- PAGE EXCERPT:
— Begin —
Labour Rights Law practices only in the areas of employment, labour, and human rights law. Over the years, our lawyers have consulted with many clients after the client’s filed their own human rights complaint. Unfortunately, when this happens, we almost always find that the client has made mistakes when filing their claim – mistakes that wind up costing them in the long-run.
The best way to avoid hurting your chances of a good award or settlement is by talking with a lawyer about your case before you file your complaint. Talking briefly with a lawyer up-front can improve your chances at a good settlement or award.
That said, if you absolutely must file on your own, this blog will provide you with some tips and tricks to help ensure you’re not making any critical mistakes.
This blog comes in two parts. The first part sets out some considerations to make before you file your claim. The second part provides you with some tips to remember when you file your claim.
Before filing: Have you been discriminated against?
Before filing, you should think hard about whether you actually have a legitimate human rights claim. For more information about the law behind human rights complaints, you can read our article on this topic by clicking here.
— End —
- ENTRIES SUPPLIED:
— Begin —
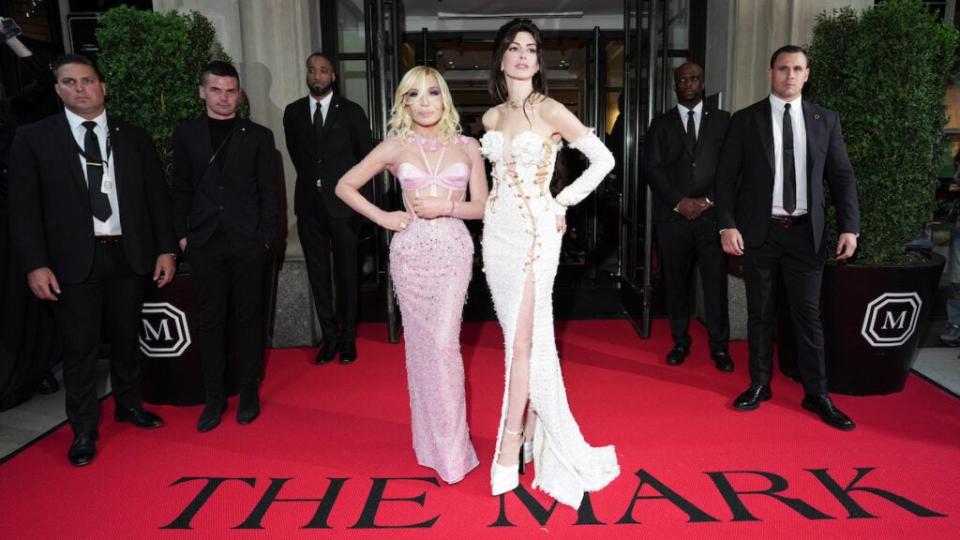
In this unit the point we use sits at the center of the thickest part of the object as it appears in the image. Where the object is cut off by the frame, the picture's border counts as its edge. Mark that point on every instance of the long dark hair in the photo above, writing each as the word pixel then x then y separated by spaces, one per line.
pixel 497 85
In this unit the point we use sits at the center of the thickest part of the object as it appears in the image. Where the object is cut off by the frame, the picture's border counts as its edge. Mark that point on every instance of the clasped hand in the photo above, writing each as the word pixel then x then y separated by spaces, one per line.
pixel 395 221
pixel 691 208
pixel 431 207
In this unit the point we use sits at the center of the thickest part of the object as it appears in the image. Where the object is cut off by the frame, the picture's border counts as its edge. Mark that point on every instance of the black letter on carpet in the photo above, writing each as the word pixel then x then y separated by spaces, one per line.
pixel 183 520
pixel 369 514
pixel 319 520
pixel 857 511
pixel 694 514
pixel 777 484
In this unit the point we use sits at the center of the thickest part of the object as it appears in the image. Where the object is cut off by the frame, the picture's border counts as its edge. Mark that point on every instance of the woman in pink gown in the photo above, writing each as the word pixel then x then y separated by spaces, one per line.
pixel 431 256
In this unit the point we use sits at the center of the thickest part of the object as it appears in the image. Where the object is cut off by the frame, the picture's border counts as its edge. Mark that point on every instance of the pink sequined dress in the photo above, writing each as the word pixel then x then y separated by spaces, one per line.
pixel 430 263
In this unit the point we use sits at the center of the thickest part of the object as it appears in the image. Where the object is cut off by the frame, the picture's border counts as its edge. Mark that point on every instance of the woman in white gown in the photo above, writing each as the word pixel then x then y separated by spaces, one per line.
pixel 523 228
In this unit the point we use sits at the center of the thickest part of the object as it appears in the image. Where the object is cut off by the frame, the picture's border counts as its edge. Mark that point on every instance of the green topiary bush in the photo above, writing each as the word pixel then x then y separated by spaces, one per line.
pixel 884 71
pixel 151 62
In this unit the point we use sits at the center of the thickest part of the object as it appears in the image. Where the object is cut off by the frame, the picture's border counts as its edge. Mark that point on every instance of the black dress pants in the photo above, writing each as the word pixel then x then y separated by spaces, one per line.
pixel 683 244
pixel 787 253
pixel 228 289
pixel 320 236
pixel 112 296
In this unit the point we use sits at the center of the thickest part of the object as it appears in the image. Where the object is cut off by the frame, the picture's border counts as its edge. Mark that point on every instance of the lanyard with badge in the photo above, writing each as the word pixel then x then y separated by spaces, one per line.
pixel 107 184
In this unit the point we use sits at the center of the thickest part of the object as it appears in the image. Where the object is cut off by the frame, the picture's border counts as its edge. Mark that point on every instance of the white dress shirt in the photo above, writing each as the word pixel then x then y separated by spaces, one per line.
pixel 110 227
pixel 324 105
pixel 697 115
pixel 799 154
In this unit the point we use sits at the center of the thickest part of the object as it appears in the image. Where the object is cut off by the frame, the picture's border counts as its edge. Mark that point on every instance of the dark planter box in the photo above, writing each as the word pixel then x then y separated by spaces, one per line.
pixel 169 348
pixel 871 324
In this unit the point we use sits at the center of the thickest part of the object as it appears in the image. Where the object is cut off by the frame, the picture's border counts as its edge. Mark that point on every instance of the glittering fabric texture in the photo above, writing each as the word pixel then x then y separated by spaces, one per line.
pixel 430 263
pixel 521 242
— End —
- PROBLEM TO WORK ON:
Reproduce the passage from the human rights complaint blog post starting at "The best way" and ending at "any critical mistakes.".

- COMPLETE OUTPUT:
The best way to avoid hurting your chances of a good award or settlement is by talking with a lawyer about your case before you file your complaint. Talking briefly with a lawyer up-front can improve your chances at a good settlement or award.
That said, if you absolutely must file on your own, this blog will provide you with some tips and tricks to help ensure you’re not making any critical mistakes.